[Goal of the exercise]:
Copy out, from the data below, each line in which the word "glove" occurs.

[Record extracts]:

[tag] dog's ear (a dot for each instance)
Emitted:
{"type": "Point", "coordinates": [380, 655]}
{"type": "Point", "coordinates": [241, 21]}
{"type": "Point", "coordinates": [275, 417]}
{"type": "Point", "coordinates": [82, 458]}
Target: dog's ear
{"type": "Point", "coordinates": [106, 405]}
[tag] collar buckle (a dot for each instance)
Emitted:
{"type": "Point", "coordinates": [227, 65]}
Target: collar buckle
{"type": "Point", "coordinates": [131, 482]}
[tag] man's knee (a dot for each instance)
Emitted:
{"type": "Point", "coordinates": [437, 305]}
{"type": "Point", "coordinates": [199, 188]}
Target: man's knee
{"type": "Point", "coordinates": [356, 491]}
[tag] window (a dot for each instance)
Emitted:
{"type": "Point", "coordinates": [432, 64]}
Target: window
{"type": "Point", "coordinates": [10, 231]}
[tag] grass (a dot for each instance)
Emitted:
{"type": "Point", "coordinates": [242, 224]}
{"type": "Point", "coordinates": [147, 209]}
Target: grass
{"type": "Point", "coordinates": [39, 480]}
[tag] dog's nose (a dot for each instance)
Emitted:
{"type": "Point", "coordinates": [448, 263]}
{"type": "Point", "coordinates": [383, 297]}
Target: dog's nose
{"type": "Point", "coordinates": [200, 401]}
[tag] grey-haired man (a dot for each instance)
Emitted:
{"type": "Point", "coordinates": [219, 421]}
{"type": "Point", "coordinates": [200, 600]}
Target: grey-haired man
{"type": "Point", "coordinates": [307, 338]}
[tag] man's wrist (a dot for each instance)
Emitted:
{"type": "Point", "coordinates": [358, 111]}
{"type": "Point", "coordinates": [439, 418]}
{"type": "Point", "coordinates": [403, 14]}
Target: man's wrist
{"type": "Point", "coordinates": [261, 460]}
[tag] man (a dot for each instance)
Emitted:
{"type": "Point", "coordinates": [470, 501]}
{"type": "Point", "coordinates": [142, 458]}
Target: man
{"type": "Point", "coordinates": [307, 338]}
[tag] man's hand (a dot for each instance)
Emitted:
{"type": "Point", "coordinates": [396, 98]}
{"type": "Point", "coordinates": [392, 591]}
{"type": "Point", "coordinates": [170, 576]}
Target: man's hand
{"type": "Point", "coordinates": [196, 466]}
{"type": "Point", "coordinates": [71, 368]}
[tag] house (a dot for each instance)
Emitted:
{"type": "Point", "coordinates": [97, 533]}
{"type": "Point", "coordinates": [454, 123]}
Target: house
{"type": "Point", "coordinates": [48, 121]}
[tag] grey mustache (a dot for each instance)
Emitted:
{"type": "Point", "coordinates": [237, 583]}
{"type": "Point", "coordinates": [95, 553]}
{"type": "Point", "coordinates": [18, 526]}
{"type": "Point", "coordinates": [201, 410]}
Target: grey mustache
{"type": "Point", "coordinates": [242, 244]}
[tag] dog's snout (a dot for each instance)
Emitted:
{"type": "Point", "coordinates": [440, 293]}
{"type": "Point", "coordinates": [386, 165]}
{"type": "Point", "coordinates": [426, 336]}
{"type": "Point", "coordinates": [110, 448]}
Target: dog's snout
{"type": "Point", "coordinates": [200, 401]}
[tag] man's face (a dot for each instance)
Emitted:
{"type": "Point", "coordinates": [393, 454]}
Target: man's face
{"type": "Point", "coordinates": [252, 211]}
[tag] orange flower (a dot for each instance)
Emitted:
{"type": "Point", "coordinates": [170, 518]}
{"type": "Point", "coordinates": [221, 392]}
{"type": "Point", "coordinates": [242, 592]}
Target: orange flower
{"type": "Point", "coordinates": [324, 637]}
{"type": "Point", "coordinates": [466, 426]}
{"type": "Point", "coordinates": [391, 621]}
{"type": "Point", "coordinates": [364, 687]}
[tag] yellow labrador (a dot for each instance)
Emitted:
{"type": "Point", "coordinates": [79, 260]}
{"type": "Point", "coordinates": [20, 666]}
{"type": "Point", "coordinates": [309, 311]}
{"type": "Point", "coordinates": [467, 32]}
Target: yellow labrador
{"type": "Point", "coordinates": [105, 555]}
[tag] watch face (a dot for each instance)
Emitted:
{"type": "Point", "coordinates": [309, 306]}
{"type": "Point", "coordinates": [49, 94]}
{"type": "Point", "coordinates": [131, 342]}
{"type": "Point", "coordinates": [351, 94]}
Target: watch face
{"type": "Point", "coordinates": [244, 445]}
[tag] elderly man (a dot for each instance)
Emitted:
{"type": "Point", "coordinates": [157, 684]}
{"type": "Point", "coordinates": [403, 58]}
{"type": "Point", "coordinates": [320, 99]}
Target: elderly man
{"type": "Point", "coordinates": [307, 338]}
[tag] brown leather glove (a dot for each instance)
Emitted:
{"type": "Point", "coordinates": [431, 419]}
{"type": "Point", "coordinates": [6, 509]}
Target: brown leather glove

[Your response]:
[tag] brown leather glove (a dot for each instance)
Target: brown leather glove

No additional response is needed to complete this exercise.